- _TEXT PROVIDED_:
<<<<

# Are all corner rollers created equal?



## Steve (Mar 30, 2009)

I've been using the same corner roller for years.
Just wondering if one is better than the others.


----------



## tapingfool (Mar 11, 2009)

I also have been using the same one for years, if it still works for you why change..My tapetech is still great 18 years later..


----------



## Steve (Mar 30, 2009)

Mine is made by Precision Tools and is a little beat up. What I don't like about it is the skinny handle. 

I've noticed that some have a split wheel design. I wonder if they are better than the solid wheels.


----------



## Bevelation (Dec 20, 2008)

I like the solid wheel principal like what's on Blueline and DM. I have a Blueline and the only thing about it is that it doesn't feel as balanced as the split wheel design. The old roller I had I could flip to the next angle when I hit the 3 way with ease. It took a little time to get used to the Blueline and still I get hung up with the pivoting piece flopping down. Ah well. I believe the solid wheels give the sharpest corners.


----------



## mudslingercor (Jul 2, 2009)

The split wheel roller has to be maintained the wheels need attention, if they loosen up or wear to much they won't set the tape properly. I thought split wheel left more mud on the tape making flushing easier?


----------



## Mudstar (Feb 15, 2008)

Blueline will out last and maintain a sharper corner then most from what I have experienced. I little heavier but works well.


----------



## brdn_drywall (Apr 25, 2008)

anyone rolling there outside 90's allways used the can-am, any other ones worth buying?


----------



## moore (Dec 2, 2010)

Mudstar said:


> Blueline will out last and maintain a sharper corner then most from what I have experienced. I little heavier but works well.


Is this true? I need one soon. ? [BUMP]


----------



## Mudstar (Feb 15, 2008)

>>>>

- _STATED PROBLEM A_: Turn the records, from the line with "Highlight-reel tagging: indicate the motion-blurred" through the end of the records, into a Markdown table with the columns No. and Line, one numbered row per line and blank lines left out.

- _DATASET RECORDS_:
<<<<

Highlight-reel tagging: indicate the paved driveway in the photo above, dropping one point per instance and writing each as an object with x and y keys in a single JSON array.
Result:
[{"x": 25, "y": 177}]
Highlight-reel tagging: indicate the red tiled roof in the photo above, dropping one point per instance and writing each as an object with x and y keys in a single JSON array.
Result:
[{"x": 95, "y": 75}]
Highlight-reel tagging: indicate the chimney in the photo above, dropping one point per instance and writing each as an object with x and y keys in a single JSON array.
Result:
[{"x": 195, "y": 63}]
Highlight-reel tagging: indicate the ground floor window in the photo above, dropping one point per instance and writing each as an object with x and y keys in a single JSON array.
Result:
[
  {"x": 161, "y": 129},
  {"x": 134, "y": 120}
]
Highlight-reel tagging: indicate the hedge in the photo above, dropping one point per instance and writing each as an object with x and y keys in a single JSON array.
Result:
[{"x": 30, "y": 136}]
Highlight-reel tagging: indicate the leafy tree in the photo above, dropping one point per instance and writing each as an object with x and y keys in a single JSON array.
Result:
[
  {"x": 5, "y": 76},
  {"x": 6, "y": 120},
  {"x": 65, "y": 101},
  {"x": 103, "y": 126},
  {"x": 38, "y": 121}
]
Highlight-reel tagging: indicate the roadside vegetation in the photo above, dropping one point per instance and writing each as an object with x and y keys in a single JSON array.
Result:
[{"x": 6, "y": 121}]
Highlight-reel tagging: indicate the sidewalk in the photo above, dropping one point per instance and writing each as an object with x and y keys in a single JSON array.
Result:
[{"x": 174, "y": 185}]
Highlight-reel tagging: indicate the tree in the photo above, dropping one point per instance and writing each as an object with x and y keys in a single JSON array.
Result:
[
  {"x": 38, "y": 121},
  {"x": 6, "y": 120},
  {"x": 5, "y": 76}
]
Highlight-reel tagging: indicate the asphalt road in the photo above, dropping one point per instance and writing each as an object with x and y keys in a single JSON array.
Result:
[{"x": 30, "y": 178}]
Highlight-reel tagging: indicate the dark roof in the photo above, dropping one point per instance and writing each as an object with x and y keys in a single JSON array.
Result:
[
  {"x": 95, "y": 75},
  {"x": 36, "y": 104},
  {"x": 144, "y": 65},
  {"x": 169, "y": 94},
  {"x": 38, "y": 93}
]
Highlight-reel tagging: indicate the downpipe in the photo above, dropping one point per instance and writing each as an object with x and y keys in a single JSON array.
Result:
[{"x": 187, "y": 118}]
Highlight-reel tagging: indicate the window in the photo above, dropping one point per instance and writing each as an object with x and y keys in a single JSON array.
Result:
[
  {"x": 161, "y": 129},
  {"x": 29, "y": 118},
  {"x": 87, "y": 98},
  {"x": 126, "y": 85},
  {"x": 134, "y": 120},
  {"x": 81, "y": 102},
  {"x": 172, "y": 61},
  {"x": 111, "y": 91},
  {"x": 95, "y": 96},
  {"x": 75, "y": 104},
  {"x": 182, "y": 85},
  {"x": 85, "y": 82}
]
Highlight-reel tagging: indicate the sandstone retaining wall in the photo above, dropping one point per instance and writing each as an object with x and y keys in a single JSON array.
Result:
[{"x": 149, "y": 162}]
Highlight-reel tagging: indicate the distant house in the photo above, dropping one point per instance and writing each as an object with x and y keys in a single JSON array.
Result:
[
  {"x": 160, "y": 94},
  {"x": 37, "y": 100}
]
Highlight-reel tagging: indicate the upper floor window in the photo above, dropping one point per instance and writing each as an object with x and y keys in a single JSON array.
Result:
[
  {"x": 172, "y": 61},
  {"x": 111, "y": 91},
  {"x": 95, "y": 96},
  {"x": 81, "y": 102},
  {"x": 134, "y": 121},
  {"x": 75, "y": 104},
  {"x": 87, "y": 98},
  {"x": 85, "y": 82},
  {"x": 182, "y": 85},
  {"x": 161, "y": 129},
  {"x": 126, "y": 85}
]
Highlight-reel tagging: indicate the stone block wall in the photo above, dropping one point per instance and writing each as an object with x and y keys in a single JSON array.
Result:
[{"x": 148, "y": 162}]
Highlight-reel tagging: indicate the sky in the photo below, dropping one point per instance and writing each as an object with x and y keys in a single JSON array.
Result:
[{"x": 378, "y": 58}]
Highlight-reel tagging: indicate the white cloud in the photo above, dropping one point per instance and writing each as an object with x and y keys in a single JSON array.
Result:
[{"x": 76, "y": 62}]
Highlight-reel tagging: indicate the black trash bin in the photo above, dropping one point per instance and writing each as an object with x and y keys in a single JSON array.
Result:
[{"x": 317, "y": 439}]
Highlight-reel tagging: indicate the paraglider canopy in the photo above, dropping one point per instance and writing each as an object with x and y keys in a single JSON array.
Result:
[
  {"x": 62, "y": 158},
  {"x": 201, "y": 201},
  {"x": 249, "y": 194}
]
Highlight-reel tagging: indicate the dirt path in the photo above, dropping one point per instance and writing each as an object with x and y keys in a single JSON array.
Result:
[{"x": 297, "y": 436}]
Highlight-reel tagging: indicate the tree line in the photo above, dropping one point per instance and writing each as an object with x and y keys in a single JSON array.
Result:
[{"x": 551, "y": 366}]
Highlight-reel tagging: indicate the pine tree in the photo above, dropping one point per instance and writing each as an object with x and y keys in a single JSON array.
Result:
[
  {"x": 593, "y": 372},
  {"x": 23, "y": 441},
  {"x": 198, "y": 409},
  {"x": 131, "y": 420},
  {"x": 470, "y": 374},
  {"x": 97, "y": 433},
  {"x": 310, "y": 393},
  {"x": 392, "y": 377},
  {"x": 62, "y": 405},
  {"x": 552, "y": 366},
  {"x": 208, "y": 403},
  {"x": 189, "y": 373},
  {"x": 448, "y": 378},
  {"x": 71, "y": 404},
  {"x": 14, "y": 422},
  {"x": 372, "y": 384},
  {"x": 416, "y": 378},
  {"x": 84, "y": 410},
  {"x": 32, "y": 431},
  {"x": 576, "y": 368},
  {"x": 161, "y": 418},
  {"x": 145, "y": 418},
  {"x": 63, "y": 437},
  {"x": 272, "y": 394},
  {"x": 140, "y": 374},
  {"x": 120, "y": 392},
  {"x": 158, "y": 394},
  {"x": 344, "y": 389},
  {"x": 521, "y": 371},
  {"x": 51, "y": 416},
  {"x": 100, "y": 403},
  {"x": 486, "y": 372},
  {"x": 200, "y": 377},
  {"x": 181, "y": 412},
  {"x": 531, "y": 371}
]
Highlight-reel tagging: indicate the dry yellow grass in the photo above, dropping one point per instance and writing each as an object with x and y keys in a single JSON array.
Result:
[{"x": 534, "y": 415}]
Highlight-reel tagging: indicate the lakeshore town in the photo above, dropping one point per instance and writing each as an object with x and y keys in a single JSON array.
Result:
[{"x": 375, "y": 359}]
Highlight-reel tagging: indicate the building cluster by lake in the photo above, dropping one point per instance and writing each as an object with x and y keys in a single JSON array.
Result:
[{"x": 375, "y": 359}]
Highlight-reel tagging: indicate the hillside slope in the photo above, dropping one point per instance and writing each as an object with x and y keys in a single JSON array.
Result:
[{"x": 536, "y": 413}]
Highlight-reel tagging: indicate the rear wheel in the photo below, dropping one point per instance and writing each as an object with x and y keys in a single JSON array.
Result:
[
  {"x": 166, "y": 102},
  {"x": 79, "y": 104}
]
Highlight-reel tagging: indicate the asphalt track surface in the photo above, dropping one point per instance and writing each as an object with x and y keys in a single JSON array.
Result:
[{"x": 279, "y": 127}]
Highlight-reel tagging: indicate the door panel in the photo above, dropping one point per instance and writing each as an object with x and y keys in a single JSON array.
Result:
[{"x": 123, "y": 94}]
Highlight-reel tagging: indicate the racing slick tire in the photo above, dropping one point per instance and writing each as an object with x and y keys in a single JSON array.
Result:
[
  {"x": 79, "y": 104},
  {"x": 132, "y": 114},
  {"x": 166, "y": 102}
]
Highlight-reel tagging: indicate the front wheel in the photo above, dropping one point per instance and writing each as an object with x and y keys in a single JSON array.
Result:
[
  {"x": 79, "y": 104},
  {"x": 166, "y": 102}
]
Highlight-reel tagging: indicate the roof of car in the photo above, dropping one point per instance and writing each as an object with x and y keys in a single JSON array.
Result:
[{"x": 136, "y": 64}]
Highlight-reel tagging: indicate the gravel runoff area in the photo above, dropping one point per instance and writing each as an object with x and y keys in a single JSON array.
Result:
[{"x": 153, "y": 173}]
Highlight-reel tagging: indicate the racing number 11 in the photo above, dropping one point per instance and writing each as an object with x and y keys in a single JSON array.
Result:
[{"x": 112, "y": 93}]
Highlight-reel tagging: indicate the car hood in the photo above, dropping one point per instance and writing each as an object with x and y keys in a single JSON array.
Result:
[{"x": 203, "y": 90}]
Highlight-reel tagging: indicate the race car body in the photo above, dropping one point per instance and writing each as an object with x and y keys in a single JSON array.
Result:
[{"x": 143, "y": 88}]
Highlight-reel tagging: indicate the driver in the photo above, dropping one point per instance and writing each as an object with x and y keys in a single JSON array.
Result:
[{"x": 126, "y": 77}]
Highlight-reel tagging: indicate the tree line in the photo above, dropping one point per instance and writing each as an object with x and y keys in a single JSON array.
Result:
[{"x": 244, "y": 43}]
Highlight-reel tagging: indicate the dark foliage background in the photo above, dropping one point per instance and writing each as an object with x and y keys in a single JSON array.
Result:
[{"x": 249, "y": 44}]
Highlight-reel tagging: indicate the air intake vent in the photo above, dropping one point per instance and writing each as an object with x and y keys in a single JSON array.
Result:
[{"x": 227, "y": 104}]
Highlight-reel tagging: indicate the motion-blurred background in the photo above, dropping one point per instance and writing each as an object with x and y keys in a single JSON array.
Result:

>>>>

- _STATED PROBLEM B_: In the corner roller thread, list every distinct username that appears in a post header, naming each one once.

- _TASK SOLUTION A_:
| No. | Line |
|---|---|
| 1 | Highlight-reel tagging: indicate the motion-blurred background in the photo above, dropping one point per instance and writing each as an object with x and y keys in a single JSON array. |
| 2 | Result: |

- _TASK SOLUTION B_: Steve, tapingfool, Bevelation, mudslingercor, Mudstar, brdn_drywall, moore